» **WHAT YOU WILL DO**
Reproduce the material below word for word, leaving out the pictures.

» **DATA FOR PROCESSING**
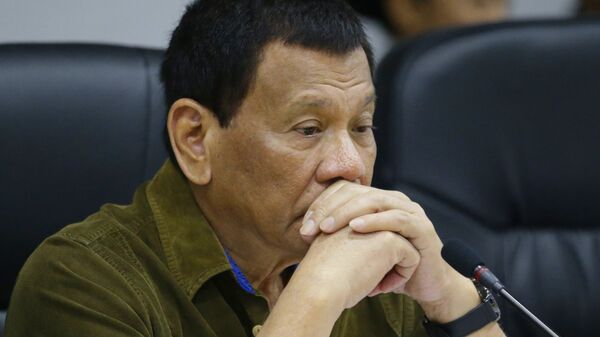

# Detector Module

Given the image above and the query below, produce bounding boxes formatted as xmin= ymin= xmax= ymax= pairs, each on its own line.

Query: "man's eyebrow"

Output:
xmin=365 ymin=93 xmax=377 ymax=106
xmin=290 ymin=95 xmax=332 ymax=109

» **ANSWER TO THIS EXERCISE**
# Detector Module

Given the image above and the query below, produce bounding boxes formatted as xmin= ymin= xmax= ymax= pairs, each on its own line.

Query: "man's eyebrow"

Output:
xmin=365 ymin=93 xmax=377 ymax=106
xmin=290 ymin=95 xmax=332 ymax=109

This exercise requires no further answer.